◆ EXERCISE BRIEF ◆
Which lines of the material below contain the word "grass"? Pull out each of them and copy it in full.

Dataset rows
— begin —

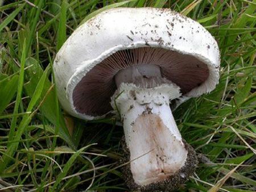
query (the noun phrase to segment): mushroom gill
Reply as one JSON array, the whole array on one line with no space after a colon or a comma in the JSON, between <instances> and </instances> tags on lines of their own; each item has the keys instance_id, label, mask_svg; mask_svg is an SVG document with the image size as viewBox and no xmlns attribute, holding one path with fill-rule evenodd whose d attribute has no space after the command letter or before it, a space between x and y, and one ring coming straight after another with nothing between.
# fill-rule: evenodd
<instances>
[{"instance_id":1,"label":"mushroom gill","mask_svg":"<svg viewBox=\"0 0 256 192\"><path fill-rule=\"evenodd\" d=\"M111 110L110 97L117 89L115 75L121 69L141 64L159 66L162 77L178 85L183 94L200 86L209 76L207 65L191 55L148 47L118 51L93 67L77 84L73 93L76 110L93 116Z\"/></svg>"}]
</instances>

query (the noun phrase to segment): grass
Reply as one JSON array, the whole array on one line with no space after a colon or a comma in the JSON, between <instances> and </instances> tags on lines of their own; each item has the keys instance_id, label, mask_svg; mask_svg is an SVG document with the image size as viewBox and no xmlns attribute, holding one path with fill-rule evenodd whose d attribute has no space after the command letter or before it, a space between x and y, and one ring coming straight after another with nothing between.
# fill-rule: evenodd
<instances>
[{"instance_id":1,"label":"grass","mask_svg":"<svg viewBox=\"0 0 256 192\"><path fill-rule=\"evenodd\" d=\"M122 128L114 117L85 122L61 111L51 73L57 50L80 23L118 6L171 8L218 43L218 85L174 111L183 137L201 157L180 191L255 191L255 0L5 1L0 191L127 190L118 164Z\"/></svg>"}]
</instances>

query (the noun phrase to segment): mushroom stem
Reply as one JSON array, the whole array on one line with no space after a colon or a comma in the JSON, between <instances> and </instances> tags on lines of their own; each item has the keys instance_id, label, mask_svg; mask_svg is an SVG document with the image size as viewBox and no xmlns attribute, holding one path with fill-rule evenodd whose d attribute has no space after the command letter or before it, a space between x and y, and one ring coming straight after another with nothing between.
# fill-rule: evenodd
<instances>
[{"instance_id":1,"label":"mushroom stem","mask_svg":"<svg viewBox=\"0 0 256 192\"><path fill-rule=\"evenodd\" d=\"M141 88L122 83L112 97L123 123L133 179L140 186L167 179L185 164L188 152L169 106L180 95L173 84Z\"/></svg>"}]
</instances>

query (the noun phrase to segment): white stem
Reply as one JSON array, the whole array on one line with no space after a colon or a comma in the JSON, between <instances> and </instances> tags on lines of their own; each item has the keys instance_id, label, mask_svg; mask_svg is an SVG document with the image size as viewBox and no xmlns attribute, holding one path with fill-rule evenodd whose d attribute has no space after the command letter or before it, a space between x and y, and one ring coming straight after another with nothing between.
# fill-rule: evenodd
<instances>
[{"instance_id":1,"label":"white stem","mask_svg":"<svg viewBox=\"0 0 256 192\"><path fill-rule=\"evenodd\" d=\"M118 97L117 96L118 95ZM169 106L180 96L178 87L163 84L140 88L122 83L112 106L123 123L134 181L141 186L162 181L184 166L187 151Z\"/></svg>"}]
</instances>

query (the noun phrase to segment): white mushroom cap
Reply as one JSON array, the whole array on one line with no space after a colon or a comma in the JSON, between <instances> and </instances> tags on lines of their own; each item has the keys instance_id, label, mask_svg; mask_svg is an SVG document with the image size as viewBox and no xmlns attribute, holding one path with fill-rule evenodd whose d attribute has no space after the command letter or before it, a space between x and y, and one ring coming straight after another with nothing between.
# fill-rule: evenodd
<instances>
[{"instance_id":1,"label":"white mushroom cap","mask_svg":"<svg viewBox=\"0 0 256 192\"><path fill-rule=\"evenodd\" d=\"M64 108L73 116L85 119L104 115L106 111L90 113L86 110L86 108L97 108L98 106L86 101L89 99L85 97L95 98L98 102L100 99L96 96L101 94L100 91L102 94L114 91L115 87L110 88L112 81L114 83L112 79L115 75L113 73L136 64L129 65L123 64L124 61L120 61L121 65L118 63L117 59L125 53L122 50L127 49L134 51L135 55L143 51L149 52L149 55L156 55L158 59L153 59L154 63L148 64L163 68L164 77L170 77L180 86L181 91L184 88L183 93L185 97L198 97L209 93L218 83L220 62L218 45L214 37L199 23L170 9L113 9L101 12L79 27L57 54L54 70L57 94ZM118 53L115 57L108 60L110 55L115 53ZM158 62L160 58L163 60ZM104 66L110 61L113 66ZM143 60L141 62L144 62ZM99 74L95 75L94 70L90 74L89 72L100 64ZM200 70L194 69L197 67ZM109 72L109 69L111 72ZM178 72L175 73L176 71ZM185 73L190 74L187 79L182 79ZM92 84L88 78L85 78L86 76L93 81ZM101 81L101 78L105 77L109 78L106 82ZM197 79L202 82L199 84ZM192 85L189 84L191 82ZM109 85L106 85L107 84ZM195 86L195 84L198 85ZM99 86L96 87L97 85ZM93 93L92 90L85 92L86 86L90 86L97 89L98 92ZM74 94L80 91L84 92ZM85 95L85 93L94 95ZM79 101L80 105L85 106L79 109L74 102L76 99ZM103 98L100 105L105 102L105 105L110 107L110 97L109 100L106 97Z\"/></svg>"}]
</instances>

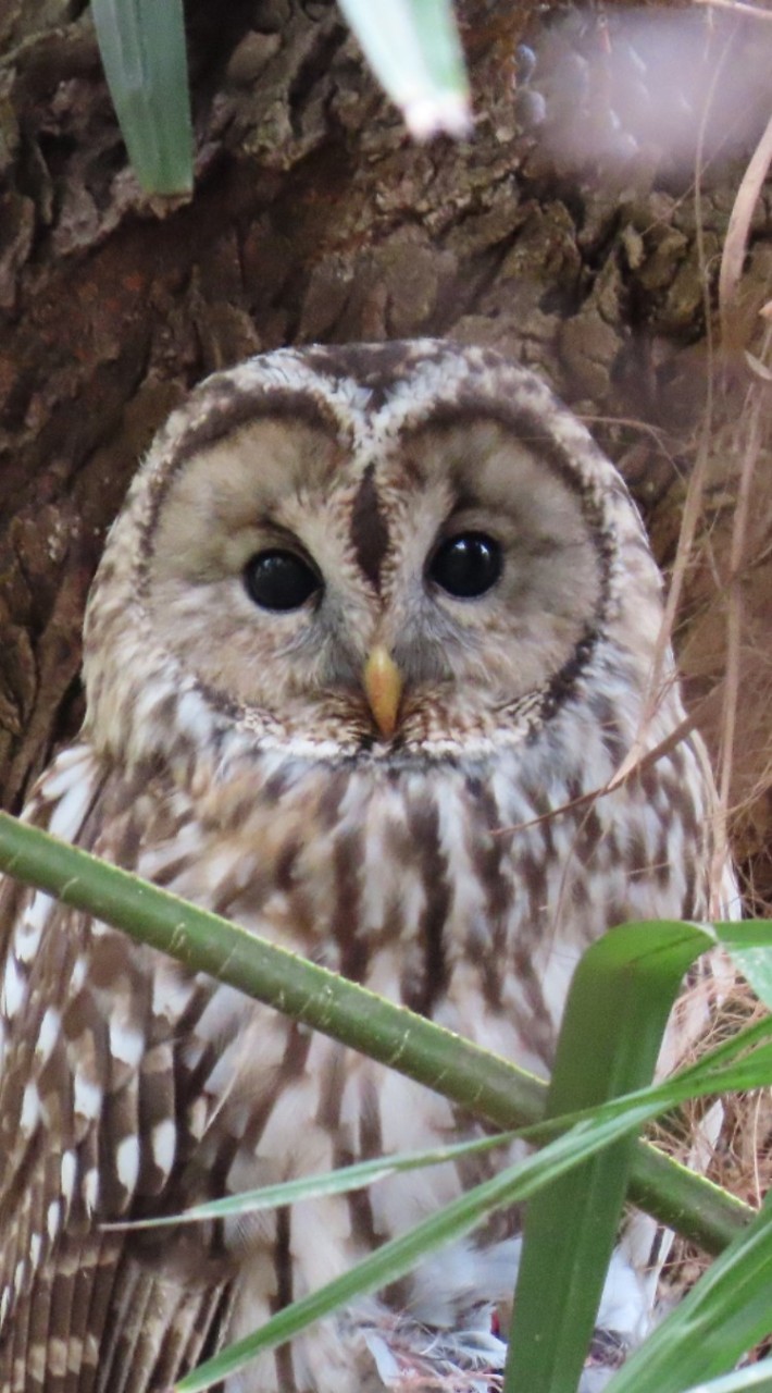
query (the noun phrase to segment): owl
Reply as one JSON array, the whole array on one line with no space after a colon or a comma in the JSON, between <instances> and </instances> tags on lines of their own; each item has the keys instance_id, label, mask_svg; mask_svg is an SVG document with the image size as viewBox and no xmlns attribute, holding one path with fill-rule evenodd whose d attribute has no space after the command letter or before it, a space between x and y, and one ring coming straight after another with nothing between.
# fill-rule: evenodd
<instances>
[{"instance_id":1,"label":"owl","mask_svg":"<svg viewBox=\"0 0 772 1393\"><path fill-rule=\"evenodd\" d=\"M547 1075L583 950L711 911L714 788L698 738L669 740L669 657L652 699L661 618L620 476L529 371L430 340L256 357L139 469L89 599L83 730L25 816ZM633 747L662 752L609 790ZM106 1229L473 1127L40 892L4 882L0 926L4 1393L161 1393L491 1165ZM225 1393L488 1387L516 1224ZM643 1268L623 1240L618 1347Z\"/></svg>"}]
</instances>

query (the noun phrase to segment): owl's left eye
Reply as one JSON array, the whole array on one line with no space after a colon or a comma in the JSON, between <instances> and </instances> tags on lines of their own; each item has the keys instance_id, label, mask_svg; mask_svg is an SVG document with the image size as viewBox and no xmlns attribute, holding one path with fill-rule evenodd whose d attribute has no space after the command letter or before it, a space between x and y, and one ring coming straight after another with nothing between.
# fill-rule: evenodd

— end —

◆ FINISHED TASK ◆
query (the noun phrase to segment): grass
[{"instance_id":1,"label":"grass","mask_svg":"<svg viewBox=\"0 0 256 192\"><path fill-rule=\"evenodd\" d=\"M122 128L114 117L85 122L61 111L51 73L57 50L80 23L118 6L171 8L218 43L218 85L174 111L183 137L201 157L180 191L255 191L255 0L5 1L0 191L127 190L118 164Z\"/></svg>"}]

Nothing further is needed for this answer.